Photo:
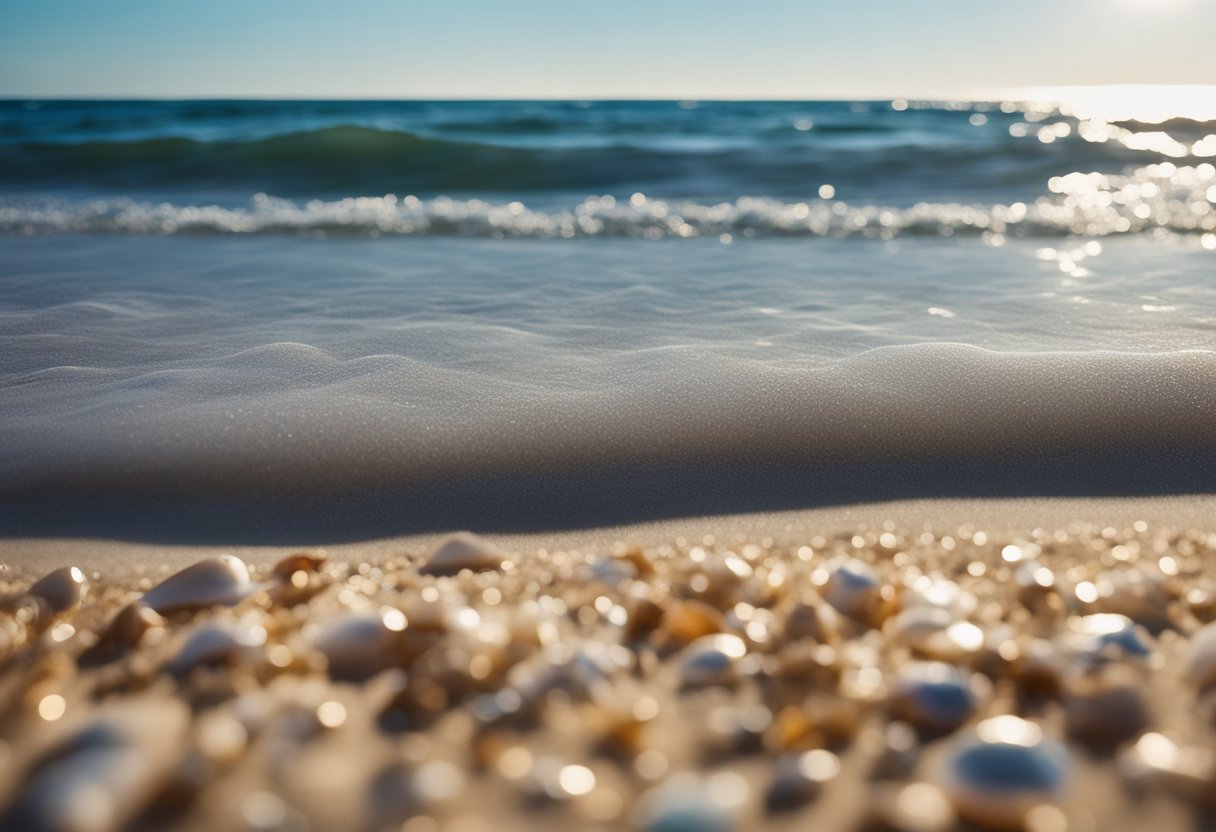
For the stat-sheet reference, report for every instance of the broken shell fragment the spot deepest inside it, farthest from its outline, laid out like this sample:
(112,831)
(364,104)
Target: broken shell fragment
(61,590)
(1002,770)
(799,779)
(934,696)
(360,645)
(710,661)
(214,582)
(101,775)
(463,551)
-------------------------
Swap "broken shell fragment" for "cracked shell piece" everywhere in the material above and write it out again without the pictures, keeping everything else the same.

Photo:
For the stat-sheet reference, report for every instance of the cracked shell piece the spot deepest inside it, farthest from its outline, laid out like this sample:
(112,831)
(364,104)
Target: cracked shell piece
(61,590)
(1002,770)
(799,779)
(934,696)
(360,645)
(710,661)
(214,582)
(101,775)
(463,551)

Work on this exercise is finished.